Given exercise: Copy the data from the line that contains "Target: shop fascia sign" to its last line, exactly, including both of those lines and leaving out everything before.

Records for this exercise:
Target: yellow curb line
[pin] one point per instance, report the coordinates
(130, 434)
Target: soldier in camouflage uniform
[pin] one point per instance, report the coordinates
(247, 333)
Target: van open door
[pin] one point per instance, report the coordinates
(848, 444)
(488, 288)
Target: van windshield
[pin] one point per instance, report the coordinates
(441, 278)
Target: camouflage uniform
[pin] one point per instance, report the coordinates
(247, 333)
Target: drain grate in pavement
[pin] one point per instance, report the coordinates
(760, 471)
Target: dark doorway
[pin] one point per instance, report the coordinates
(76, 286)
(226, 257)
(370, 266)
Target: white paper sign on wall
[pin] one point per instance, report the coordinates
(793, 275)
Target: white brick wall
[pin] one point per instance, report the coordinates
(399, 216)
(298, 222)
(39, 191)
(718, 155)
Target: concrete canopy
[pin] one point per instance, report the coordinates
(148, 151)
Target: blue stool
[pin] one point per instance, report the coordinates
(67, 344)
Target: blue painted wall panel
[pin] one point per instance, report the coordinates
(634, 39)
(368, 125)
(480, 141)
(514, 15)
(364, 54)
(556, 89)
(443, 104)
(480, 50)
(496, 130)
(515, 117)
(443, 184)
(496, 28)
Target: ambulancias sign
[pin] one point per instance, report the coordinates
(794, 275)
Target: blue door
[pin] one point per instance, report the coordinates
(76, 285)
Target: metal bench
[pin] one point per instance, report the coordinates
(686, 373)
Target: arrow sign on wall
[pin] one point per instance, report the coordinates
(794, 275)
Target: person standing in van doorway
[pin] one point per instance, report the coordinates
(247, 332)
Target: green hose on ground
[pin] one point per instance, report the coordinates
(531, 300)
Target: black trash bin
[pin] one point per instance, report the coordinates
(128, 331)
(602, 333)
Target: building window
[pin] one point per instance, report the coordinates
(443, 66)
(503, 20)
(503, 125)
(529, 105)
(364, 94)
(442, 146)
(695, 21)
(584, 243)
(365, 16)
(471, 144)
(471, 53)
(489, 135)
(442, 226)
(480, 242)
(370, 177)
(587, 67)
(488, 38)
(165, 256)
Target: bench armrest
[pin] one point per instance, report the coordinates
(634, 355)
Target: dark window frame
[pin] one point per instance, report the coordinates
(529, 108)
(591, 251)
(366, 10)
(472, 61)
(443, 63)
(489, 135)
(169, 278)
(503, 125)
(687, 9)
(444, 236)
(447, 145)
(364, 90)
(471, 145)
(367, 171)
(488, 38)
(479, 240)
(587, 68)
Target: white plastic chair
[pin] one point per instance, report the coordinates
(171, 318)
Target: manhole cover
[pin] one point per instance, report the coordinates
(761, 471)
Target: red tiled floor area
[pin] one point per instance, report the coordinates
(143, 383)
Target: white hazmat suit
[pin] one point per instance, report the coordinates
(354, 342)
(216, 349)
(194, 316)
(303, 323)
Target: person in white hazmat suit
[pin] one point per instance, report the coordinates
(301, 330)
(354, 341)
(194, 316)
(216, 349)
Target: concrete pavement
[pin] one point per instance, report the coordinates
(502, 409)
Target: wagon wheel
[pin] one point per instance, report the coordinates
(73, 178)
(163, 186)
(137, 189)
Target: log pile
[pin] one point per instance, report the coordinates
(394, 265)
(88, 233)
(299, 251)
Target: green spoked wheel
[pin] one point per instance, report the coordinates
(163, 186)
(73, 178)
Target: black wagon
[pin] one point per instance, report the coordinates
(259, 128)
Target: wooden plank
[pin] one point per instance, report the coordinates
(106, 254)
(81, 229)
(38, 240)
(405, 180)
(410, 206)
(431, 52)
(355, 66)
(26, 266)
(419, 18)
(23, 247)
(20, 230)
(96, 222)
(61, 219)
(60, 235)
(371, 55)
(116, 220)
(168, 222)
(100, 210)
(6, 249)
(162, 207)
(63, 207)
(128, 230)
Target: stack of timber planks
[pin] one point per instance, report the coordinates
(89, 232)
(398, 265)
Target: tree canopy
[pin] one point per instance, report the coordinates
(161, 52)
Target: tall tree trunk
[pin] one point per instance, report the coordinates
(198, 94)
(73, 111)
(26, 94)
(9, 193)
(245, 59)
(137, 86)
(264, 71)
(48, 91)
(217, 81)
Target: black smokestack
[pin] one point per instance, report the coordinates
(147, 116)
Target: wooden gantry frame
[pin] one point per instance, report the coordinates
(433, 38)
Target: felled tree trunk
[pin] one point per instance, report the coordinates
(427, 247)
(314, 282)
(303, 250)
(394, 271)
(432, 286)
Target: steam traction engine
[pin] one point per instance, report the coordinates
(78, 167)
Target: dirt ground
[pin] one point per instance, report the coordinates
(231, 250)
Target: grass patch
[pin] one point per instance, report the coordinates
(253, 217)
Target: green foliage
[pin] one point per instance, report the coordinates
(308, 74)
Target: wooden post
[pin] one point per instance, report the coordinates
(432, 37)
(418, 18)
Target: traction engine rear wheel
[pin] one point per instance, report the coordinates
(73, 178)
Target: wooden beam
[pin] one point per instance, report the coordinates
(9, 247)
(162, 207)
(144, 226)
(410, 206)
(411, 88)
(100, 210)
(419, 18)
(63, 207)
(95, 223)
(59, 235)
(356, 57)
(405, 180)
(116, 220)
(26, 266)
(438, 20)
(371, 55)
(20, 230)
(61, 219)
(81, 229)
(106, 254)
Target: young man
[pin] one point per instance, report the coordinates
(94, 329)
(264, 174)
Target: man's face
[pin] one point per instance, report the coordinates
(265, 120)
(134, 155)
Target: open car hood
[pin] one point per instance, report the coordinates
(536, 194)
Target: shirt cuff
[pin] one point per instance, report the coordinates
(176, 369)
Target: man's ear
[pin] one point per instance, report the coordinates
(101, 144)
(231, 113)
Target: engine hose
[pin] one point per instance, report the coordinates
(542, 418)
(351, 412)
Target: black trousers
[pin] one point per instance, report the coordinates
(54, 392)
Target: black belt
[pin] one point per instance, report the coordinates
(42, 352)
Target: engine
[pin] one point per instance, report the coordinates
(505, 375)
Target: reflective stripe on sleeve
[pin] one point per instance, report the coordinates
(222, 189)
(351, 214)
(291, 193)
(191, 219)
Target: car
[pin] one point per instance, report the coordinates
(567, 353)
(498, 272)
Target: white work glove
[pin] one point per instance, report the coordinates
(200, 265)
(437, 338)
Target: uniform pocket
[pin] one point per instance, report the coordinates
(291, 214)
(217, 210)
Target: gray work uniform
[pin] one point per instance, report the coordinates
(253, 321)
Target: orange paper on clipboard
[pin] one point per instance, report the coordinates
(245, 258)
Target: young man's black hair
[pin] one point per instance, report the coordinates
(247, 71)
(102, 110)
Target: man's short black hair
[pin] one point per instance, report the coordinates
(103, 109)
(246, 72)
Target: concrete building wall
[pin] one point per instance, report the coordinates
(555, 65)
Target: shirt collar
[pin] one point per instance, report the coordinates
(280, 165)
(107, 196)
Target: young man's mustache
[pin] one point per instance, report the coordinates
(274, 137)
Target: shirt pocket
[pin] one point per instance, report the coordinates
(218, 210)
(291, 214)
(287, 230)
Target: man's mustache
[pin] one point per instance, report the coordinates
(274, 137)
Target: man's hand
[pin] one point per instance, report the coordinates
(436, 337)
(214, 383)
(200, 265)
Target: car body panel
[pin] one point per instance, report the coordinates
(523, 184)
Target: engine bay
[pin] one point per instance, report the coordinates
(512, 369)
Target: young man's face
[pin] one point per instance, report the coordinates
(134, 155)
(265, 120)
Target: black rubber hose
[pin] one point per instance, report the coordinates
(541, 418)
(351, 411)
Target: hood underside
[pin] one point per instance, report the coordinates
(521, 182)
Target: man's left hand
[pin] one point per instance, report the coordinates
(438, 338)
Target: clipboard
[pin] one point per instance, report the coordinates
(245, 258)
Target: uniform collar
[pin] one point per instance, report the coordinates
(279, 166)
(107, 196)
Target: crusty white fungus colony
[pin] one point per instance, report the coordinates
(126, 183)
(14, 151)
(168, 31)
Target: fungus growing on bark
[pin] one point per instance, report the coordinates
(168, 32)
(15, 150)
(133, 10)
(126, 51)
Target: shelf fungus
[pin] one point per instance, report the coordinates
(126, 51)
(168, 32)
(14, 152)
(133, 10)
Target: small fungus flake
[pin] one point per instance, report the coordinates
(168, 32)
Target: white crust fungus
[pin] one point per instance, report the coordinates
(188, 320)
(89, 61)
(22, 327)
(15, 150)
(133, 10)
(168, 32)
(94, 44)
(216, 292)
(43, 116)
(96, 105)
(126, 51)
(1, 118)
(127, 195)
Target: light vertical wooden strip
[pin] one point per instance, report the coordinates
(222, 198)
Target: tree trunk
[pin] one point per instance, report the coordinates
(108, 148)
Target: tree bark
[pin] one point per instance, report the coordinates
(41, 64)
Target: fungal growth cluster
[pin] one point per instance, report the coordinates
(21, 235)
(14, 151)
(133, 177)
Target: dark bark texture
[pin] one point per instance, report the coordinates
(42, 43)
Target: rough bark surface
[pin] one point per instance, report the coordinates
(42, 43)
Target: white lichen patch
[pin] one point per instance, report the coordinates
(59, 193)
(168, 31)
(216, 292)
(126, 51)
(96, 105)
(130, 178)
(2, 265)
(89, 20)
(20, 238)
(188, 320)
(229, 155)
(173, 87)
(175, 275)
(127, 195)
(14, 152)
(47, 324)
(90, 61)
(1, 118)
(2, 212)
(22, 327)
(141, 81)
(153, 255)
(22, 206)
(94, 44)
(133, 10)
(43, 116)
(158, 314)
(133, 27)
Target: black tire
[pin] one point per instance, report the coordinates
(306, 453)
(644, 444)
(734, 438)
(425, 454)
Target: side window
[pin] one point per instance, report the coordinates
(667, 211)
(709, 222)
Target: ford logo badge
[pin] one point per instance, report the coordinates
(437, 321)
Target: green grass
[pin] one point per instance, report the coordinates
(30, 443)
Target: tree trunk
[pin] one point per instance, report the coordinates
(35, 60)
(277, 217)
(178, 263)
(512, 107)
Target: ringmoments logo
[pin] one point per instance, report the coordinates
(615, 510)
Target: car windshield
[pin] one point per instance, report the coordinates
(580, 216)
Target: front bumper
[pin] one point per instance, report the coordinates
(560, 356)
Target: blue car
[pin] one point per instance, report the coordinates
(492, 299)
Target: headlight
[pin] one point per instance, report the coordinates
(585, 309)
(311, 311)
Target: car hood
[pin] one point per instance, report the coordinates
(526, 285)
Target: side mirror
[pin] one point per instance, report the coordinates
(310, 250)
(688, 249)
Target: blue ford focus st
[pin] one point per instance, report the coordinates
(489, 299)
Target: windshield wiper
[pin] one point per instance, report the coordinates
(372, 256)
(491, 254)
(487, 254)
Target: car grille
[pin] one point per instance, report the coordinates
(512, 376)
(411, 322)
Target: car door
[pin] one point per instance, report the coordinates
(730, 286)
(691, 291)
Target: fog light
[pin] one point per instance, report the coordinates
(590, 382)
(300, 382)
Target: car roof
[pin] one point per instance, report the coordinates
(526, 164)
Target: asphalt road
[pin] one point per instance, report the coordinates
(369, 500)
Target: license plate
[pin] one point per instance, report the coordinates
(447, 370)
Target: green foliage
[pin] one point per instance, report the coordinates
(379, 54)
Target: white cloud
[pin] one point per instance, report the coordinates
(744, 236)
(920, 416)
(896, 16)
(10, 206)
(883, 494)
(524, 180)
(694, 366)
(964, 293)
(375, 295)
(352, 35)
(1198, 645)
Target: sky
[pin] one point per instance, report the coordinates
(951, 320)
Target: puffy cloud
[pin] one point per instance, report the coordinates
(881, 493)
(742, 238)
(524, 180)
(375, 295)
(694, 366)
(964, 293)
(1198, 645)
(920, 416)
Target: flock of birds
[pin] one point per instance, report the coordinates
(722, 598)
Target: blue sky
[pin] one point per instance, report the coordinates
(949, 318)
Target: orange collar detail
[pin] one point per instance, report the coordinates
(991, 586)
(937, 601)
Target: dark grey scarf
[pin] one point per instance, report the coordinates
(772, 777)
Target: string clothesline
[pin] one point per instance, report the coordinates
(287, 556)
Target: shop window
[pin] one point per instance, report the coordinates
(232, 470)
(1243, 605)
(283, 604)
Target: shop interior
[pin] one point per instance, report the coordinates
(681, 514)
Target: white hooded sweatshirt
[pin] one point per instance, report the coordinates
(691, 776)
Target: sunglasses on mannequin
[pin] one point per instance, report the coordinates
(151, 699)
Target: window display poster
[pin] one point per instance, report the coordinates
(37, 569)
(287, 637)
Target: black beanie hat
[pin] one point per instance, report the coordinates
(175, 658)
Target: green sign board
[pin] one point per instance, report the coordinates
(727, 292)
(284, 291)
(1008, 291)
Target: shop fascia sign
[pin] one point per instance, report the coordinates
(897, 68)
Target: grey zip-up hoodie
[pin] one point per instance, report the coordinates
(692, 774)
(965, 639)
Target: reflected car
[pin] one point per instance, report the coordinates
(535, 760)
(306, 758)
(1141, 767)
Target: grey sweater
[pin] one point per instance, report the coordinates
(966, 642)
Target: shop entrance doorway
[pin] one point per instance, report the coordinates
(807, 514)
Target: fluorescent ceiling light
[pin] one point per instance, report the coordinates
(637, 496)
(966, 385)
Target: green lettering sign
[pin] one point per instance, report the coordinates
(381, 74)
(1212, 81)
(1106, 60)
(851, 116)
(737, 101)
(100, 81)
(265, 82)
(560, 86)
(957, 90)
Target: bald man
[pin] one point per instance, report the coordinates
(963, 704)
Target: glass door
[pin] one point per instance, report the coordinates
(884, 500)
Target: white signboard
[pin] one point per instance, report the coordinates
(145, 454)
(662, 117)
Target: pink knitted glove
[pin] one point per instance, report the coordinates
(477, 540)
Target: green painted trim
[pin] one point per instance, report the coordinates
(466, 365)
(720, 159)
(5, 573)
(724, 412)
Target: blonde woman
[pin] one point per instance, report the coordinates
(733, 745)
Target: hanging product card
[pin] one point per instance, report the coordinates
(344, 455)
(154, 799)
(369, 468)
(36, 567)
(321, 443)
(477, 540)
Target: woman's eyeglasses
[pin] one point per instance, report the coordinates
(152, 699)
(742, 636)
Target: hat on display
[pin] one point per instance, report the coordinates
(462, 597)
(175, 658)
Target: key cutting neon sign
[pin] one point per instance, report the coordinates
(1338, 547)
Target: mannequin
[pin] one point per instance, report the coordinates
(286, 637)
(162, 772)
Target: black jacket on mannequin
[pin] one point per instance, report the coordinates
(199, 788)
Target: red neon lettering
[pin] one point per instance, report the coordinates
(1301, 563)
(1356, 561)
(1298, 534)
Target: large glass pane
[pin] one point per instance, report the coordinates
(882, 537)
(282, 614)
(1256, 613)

Completed exercise:
Target: shop fascia sign
[pin] one point per instance, report the coordinates
(897, 68)
Target: grey zip-up hoodie
[pin] one point per instance, report the coordinates
(692, 774)
(965, 639)
Target: reflected car
[pin] one point per instance, report the coordinates
(535, 760)
(306, 758)
(1141, 767)
Target: grey sweater
[pin] one point per instance, report the coordinates
(966, 642)
Target: shop entrance doorway
[pin] one point per instance, report the coordinates
(807, 514)
Target: fluorescent ceiling light
[pin] one point per instance, report the coordinates
(637, 496)
(966, 385)
Target: green lettering sign
[pin] one point per instance, report the coordinates
(381, 74)
(1212, 81)
(1106, 60)
(851, 116)
(737, 101)
(100, 81)
(265, 82)
(560, 86)
(957, 90)
Target: bald man
[pin] one point per instance, report the coordinates
(963, 704)
Target: glass door
[pin] one point per instance, report the coordinates
(884, 500)
Target: white signboard
[pin] one point per instance, report the coordinates
(145, 454)
(662, 117)
Target: pink knitted glove
[pin] one point per instance, report the coordinates
(477, 540)
Target: green painted trim
[pin] one point per instance, report the coordinates
(466, 365)
(720, 159)
(5, 573)
(724, 412)
Target: blonde woman
[pin] one point per instance, report the coordinates
(733, 745)
Target: hanging product card
[pin] one point per instance, report the coordinates
(344, 455)
(154, 799)
(369, 468)
(36, 567)
(321, 443)
(477, 540)
Target: woman's eyeglasses
[pin] one point per instance, report the coordinates
(152, 699)
(742, 636)
Target: hat on display
[pin] one point per instance, report the coordinates
(462, 597)
(175, 658)
Target: key cutting neon sign
[pin] one point per instance, report the coordinates
(1338, 547)
Target: mannequin
[pin] one point per instance, report the coordinates
(286, 637)
(162, 772)
Target: black jacket on mannequin
[pin] one point per instance, report the coordinates
(199, 788)
Target: red neon lettering
[pin] one point per instance, report the coordinates
(1301, 563)
(1356, 561)
(1298, 534)
Target: large glass pane
[pin] one point per instance, report the coordinates
(882, 537)
(282, 614)
(1256, 613)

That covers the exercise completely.